[Saved dataset items]
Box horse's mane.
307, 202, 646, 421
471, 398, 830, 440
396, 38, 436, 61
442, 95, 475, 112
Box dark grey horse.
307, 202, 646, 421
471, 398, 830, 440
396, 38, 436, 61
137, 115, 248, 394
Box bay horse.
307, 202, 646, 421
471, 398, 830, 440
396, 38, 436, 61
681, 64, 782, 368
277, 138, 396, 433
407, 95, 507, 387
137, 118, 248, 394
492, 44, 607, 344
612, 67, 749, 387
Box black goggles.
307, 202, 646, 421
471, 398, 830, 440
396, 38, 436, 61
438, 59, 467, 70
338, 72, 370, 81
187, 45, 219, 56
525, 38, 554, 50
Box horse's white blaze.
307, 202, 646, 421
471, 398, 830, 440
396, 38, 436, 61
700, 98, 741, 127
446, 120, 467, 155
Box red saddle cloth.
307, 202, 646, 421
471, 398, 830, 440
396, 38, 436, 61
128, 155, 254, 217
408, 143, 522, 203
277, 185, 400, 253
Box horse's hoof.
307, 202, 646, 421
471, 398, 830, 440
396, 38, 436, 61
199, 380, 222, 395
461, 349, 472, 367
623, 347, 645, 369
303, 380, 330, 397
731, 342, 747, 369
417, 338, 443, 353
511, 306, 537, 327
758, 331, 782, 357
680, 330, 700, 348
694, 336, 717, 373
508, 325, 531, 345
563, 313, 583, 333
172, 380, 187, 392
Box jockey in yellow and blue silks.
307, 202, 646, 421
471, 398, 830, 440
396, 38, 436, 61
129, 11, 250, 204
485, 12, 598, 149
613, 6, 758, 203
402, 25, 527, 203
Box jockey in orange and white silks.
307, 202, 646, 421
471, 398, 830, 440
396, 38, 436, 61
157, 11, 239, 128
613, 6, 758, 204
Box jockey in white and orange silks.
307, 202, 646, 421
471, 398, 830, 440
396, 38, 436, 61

■ **WHAT YOU SHOULD DO**
Copy all of the material above line for line, with no changes.

■ **COMPLETE ANSWER**
Box horse's mane.
307, 202, 646, 421
471, 398, 830, 440
396, 38, 436, 61
442, 95, 475, 112
Box dark grey horse.
307, 202, 646, 421
471, 398, 830, 440
396, 38, 436, 61
137, 115, 248, 394
Box bay horse.
307, 202, 646, 421
471, 398, 830, 440
396, 38, 436, 61
681, 64, 782, 368
277, 138, 396, 433
407, 95, 507, 387
137, 118, 248, 394
492, 44, 607, 344
612, 67, 749, 387
Box black goggles.
307, 202, 646, 421
471, 398, 830, 440
396, 38, 436, 61
438, 59, 467, 70
338, 72, 370, 81
187, 45, 219, 56
525, 38, 554, 50
Box horse's white blaze.
307, 202, 646, 421
471, 398, 830, 440
396, 38, 436, 61
700, 98, 741, 127
446, 120, 467, 155
Box red saddle cloth.
307, 202, 646, 421
471, 398, 830, 440
396, 38, 436, 61
128, 155, 254, 217
408, 143, 522, 203
277, 185, 400, 253
Box horse's hoof.
307, 202, 646, 421
471, 398, 830, 440
396, 38, 436, 61
199, 380, 222, 395
461, 349, 472, 367
623, 347, 645, 369
303, 380, 330, 397
731, 342, 747, 369
417, 338, 443, 353
511, 306, 537, 327
758, 331, 782, 357
680, 330, 700, 348
694, 336, 717, 373
508, 325, 531, 345
563, 313, 583, 333
172, 380, 187, 392
Box jockey in yellow and blue silks.
307, 202, 646, 421
471, 398, 830, 440
396, 38, 436, 61
129, 11, 250, 204
485, 12, 598, 149
613, 6, 758, 203
402, 25, 527, 203
Box jockey in orange and white silks.
307, 202, 646, 421
471, 398, 830, 440
396, 38, 436, 61
157, 11, 239, 128
613, 6, 758, 204
Box jockey in white and orange silks.
307, 202, 646, 421
471, 398, 830, 440
396, 38, 436, 61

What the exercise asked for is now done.